## SHORT PROBLEM A
According to the article on Senate funding, which two departments get full appropriations bills in the bill the House approved?
-- Start of PAGE --
Senate Should Give More Departments — Not Just Defense and Veterans Affairs — Updated Funding Levels

The House approved a bill yesterday from Appropriations Committee Chairman Hal Rogers (R-KY) to fund the government for the rest of the fiscal year.  The bill includes full appropriations bills for the Departments of Defense (DoD) and Veterans Affairs (VA), reflecting updated priorities for those departments.  But, for all other departments, it merely extends the continuing resolution (CR) — which basically funds all discretionary (non-entitlement) programs at last year’s funding levels — for the rest of the year.

This approach is unnecessary:  the House and Senate Appropriations Committees have largely agreed on appropriations bills (and the updated priorities they reflect) for nearly all departments.  And, as we explain below, relying on a CR would make the 2013 sequestration cuts even more harmful than they would otherwise be.

As the Senate crafts its own version of the 2013 funding bill, therefore, it should include full appropriations bills not only for DoD and VA but for as many departments as possible.  If there are some appropriations bills on which the House and Senate cannot agree and lawmakers continue funding through a CR, the Senate should target adjustments for program areas where today’s circumstances require significant changes to last year’s funding levels, either up or down.  (These adjustments are known in budget parlance as “anomalies.”)
-- End of PAGE --
-- Start of DATA SUPPLIED --
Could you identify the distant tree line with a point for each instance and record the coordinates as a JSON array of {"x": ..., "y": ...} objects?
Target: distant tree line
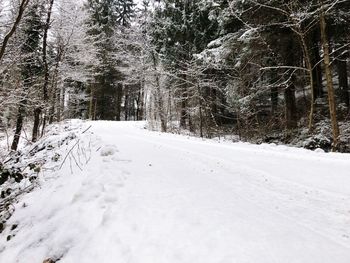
[{"x": 263, "y": 69}]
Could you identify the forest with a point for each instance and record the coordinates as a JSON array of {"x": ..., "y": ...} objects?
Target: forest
[{"x": 263, "y": 71}]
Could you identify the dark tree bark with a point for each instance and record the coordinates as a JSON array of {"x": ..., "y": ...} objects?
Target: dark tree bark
[
  {"x": 316, "y": 70},
  {"x": 22, "y": 7},
  {"x": 19, "y": 124},
  {"x": 342, "y": 70},
  {"x": 291, "y": 109}
]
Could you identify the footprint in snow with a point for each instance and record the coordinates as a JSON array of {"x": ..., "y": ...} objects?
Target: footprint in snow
[{"x": 108, "y": 150}]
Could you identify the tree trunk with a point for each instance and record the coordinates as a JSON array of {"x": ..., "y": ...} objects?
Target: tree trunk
[
  {"x": 316, "y": 69},
  {"x": 329, "y": 78},
  {"x": 38, "y": 109},
  {"x": 19, "y": 124},
  {"x": 36, "y": 125},
  {"x": 342, "y": 70},
  {"x": 22, "y": 7},
  {"x": 291, "y": 117}
]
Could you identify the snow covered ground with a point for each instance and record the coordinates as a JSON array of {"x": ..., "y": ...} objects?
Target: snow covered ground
[{"x": 147, "y": 197}]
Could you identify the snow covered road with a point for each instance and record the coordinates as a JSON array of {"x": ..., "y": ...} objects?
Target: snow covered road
[{"x": 147, "y": 197}]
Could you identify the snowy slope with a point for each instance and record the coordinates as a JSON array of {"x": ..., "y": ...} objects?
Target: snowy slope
[{"x": 147, "y": 197}]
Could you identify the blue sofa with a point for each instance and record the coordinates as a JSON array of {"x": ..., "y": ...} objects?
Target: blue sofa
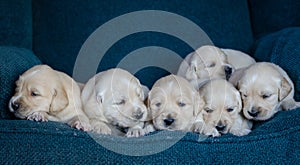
[{"x": 56, "y": 32}]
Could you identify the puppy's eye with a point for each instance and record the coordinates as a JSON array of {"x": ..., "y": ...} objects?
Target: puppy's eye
[
  {"x": 230, "y": 109},
  {"x": 120, "y": 102},
  {"x": 181, "y": 104},
  {"x": 158, "y": 104},
  {"x": 208, "y": 110},
  {"x": 211, "y": 65},
  {"x": 34, "y": 94},
  {"x": 265, "y": 96}
]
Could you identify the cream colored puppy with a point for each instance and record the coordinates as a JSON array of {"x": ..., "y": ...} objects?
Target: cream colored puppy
[
  {"x": 209, "y": 62},
  {"x": 113, "y": 101},
  {"x": 222, "y": 109},
  {"x": 265, "y": 89},
  {"x": 175, "y": 105},
  {"x": 44, "y": 94}
]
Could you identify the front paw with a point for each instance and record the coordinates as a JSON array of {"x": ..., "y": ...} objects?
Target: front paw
[
  {"x": 37, "y": 116},
  {"x": 81, "y": 126},
  {"x": 135, "y": 132},
  {"x": 101, "y": 128},
  {"x": 241, "y": 132},
  {"x": 198, "y": 127},
  {"x": 211, "y": 132}
]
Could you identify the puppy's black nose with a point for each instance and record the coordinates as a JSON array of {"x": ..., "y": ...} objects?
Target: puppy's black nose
[
  {"x": 253, "y": 113},
  {"x": 220, "y": 127},
  {"x": 138, "y": 115},
  {"x": 15, "y": 106},
  {"x": 169, "y": 121}
]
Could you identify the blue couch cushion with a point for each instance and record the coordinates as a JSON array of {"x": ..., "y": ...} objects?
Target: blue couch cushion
[
  {"x": 274, "y": 141},
  {"x": 61, "y": 27},
  {"x": 13, "y": 62},
  {"x": 270, "y": 16},
  {"x": 283, "y": 49},
  {"x": 16, "y": 23}
]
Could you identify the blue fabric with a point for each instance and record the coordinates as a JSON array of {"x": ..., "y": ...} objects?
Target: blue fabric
[
  {"x": 283, "y": 49},
  {"x": 13, "y": 62},
  {"x": 269, "y": 16},
  {"x": 16, "y": 23},
  {"x": 58, "y": 40},
  {"x": 272, "y": 142}
]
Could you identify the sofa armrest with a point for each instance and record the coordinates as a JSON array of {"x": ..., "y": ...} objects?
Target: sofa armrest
[
  {"x": 13, "y": 62},
  {"x": 283, "y": 49}
]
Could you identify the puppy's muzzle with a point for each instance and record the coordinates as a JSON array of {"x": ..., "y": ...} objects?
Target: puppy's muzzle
[
  {"x": 169, "y": 121},
  {"x": 220, "y": 127},
  {"x": 14, "y": 106},
  {"x": 254, "y": 112}
]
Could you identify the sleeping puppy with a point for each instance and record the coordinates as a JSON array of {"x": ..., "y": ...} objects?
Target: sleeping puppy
[
  {"x": 175, "y": 105},
  {"x": 209, "y": 62},
  {"x": 265, "y": 89},
  {"x": 113, "y": 101},
  {"x": 44, "y": 94},
  {"x": 222, "y": 109}
]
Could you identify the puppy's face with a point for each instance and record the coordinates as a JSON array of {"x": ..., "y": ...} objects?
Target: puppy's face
[
  {"x": 262, "y": 88},
  {"x": 121, "y": 97},
  {"x": 222, "y": 105},
  {"x": 208, "y": 62},
  {"x": 33, "y": 92},
  {"x": 173, "y": 103}
]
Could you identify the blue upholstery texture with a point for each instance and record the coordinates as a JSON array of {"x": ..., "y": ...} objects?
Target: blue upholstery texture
[
  {"x": 275, "y": 141},
  {"x": 283, "y": 49},
  {"x": 16, "y": 23},
  {"x": 13, "y": 62},
  {"x": 58, "y": 40},
  {"x": 269, "y": 16}
]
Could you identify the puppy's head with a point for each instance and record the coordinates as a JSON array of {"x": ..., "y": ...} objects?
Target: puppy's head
[
  {"x": 208, "y": 62},
  {"x": 262, "y": 88},
  {"x": 222, "y": 105},
  {"x": 121, "y": 97},
  {"x": 173, "y": 103},
  {"x": 37, "y": 89}
]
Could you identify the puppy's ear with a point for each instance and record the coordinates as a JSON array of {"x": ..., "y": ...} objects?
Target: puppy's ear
[
  {"x": 285, "y": 89},
  {"x": 191, "y": 72},
  {"x": 59, "y": 100},
  {"x": 228, "y": 70}
]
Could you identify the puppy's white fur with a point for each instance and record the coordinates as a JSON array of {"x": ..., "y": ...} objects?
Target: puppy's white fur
[
  {"x": 175, "y": 105},
  {"x": 265, "y": 88},
  {"x": 44, "y": 94},
  {"x": 209, "y": 62},
  {"x": 222, "y": 109},
  {"x": 113, "y": 101}
]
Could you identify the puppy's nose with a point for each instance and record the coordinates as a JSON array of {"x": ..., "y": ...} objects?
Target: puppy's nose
[
  {"x": 138, "y": 114},
  {"x": 169, "y": 121},
  {"x": 15, "y": 106},
  {"x": 253, "y": 112},
  {"x": 220, "y": 126}
]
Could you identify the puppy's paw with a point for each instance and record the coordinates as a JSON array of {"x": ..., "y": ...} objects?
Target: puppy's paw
[
  {"x": 198, "y": 127},
  {"x": 102, "y": 128},
  {"x": 81, "y": 126},
  {"x": 240, "y": 132},
  {"x": 135, "y": 132},
  {"x": 37, "y": 116}
]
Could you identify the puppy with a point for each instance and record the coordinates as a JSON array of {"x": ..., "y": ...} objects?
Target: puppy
[
  {"x": 113, "y": 101},
  {"x": 222, "y": 109},
  {"x": 44, "y": 94},
  {"x": 265, "y": 89},
  {"x": 209, "y": 62},
  {"x": 175, "y": 105}
]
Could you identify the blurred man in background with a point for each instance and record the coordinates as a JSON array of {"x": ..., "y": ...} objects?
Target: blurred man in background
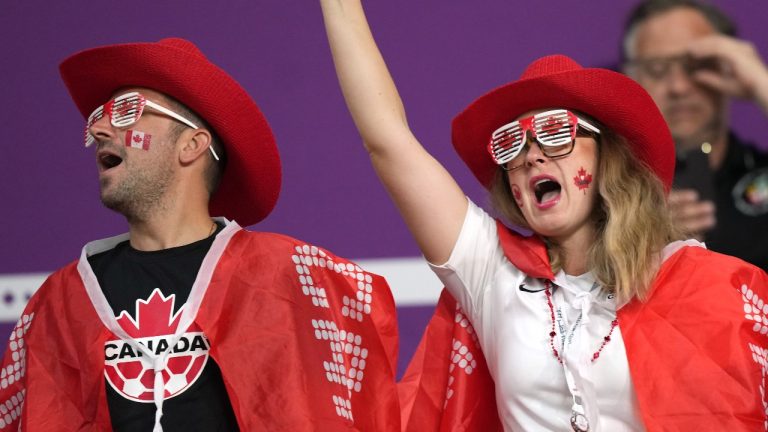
[{"x": 686, "y": 55}]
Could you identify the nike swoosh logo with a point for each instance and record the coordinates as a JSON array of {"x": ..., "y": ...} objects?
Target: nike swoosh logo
[{"x": 523, "y": 288}]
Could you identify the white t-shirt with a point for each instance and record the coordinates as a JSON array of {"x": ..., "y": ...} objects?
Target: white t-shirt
[{"x": 510, "y": 313}]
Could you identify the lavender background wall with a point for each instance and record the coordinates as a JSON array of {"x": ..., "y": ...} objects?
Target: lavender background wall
[{"x": 442, "y": 54}]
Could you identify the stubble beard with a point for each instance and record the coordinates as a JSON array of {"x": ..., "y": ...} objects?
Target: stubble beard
[{"x": 140, "y": 194}]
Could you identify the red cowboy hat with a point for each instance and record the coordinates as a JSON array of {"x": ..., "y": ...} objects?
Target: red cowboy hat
[
  {"x": 251, "y": 181},
  {"x": 559, "y": 82}
]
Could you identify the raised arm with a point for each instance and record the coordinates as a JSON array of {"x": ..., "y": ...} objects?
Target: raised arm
[{"x": 431, "y": 203}]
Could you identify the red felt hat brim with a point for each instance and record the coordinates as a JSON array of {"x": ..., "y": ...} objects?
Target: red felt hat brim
[
  {"x": 559, "y": 82},
  {"x": 250, "y": 184}
]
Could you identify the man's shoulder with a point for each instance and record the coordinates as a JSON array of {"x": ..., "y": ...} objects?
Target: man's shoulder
[{"x": 274, "y": 240}]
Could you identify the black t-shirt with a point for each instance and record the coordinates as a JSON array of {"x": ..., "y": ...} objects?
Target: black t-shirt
[
  {"x": 740, "y": 194},
  {"x": 138, "y": 285}
]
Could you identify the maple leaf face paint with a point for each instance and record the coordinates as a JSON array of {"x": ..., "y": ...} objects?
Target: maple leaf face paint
[
  {"x": 137, "y": 139},
  {"x": 582, "y": 180},
  {"x": 555, "y": 194}
]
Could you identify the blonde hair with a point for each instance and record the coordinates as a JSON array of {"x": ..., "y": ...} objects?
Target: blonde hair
[{"x": 632, "y": 222}]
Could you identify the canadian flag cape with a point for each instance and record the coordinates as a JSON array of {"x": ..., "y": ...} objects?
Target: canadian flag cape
[
  {"x": 697, "y": 349},
  {"x": 305, "y": 341}
]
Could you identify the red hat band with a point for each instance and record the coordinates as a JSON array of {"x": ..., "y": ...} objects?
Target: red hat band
[
  {"x": 251, "y": 181},
  {"x": 558, "y": 81}
]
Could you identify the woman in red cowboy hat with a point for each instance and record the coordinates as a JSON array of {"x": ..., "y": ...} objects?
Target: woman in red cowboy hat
[{"x": 603, "y": 318}]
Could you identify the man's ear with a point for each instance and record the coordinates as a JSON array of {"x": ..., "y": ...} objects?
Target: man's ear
[{"x": 192, "y": 144}]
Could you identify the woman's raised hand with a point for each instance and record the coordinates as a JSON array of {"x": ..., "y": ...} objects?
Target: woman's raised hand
[{"x": 431, "y": 203}]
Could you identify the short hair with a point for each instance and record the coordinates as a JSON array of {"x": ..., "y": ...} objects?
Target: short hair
[
  {"x": 648, "y": 9},
  {"x": 215, "y": 169}
]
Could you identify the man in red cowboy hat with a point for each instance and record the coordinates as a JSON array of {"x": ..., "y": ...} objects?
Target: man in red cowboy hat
[
  {"x": 189, "y": 322},
  {"x": 686, "y": 55}
]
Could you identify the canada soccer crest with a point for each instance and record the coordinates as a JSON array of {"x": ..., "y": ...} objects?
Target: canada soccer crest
[{"x": 130, "y": 372}]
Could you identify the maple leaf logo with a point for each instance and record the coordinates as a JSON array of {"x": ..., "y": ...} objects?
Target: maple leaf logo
[
  {"x": 154, "y": 316},
  {"x": 583, "y": 180},
  {"x": 130, "y": 371}
]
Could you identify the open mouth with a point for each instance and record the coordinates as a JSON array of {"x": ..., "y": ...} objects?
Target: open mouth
[
  {"x": 546, "y": 190},
  {"x": 108, "y": 160}
]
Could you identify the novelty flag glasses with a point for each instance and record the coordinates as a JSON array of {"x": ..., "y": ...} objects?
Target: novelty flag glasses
[
  {"x": 126, "y": 110},
  {"x": 555, "y": 132}
]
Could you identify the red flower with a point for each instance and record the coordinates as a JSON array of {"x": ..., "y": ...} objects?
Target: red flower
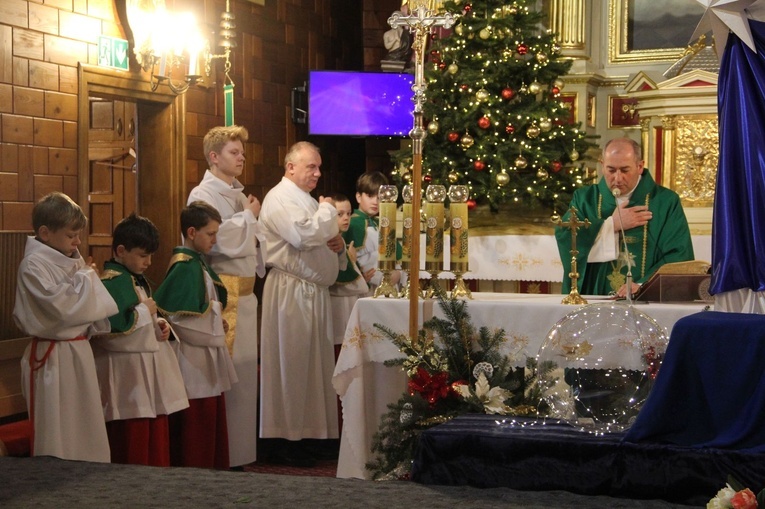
[
  {"x": 744, "y": 499},
  {"x": 431, "y": 387}
]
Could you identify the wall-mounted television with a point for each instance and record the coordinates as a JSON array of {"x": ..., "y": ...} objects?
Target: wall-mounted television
[{"x": 360, "y": 103}]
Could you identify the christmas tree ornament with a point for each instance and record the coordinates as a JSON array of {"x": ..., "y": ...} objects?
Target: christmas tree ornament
[{"x": 507, "y": 93}]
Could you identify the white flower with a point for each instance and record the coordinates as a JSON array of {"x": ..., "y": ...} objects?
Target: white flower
[
  {"x": 722, "y": 499},
  {"x": 493, "y": 398}
]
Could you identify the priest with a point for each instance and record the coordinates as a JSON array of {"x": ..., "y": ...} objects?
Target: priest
[{"x": 635, "y": 224}]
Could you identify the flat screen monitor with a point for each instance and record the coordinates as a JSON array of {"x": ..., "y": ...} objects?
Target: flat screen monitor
[{"x": 360, "y": 103}]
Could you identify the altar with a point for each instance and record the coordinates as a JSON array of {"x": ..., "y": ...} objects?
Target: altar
[{"x": 366, "y": 386}]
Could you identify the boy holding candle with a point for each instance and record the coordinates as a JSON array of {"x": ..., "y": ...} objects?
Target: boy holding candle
[{"x": 363, "y": 230}]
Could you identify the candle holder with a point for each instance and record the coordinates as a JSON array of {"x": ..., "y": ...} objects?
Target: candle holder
[
  {"x": 386, "y": 252},
  {"x": 458, "y": 237},
  {"x": 407, "y": 236},
  {"x": 434, "y": 237}
]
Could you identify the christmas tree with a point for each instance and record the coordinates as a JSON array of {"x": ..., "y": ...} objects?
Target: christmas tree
[{"x": 494, "y": 117}]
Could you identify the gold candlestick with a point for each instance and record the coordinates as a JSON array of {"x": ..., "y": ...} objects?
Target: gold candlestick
[
  {"x": 458, "y": 239},
  {"x": 434, "y": 236},
  {"x": 573, "y": 224},
  {"x": 386, "y": 251}
]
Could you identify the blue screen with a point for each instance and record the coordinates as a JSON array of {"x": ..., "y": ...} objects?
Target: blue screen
[{"x": 360, "y": 103}]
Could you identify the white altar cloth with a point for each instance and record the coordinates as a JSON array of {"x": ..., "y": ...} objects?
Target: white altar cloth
[{"x": 366, "y": 386}]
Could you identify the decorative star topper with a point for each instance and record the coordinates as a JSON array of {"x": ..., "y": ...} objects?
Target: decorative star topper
[{"x": 724, "y": 15}]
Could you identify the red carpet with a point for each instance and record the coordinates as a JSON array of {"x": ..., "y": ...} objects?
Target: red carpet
[{"x": 322, "y": 469}]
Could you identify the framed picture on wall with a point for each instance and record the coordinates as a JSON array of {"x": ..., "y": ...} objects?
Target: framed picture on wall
[{"x": 647, "y": 30}]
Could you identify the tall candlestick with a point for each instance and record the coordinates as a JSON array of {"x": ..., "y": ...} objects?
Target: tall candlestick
[
  {"x": 386, "y": 250},
  {"x": 458, "y": 237}
]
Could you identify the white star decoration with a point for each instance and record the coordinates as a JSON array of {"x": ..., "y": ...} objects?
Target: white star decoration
[{"x": 724, "y": 15}]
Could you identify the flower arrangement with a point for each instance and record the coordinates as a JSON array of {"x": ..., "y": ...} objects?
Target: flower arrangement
[
  {"x": 735, "y": 496},
  {"x": 453, "y": 370}
]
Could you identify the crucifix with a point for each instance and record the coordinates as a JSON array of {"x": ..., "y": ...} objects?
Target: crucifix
[
  {"x": 573, "y": 224},
  {"x": 421, "y": 20}
]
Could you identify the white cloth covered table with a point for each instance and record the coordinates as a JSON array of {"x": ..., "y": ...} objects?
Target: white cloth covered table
[{"x": 366, "y": 386}]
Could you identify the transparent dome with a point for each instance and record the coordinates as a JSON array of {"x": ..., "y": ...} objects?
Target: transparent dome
-- End of DATA SUPPLIED --
## SHORT PROBLEM B
Please pull out every line of the entries above that contains the string "bark", matching case exactly.

## TASK RESULT A
The Departments of Defense (DoD) and Veterans Affairs (VA).

## TASK RESULT B
Could you identify the dark tree bark with a point for each instance and record the coordinates as a JSON array of {"x": ..., "y": ...} objects?
Target: dark tree bark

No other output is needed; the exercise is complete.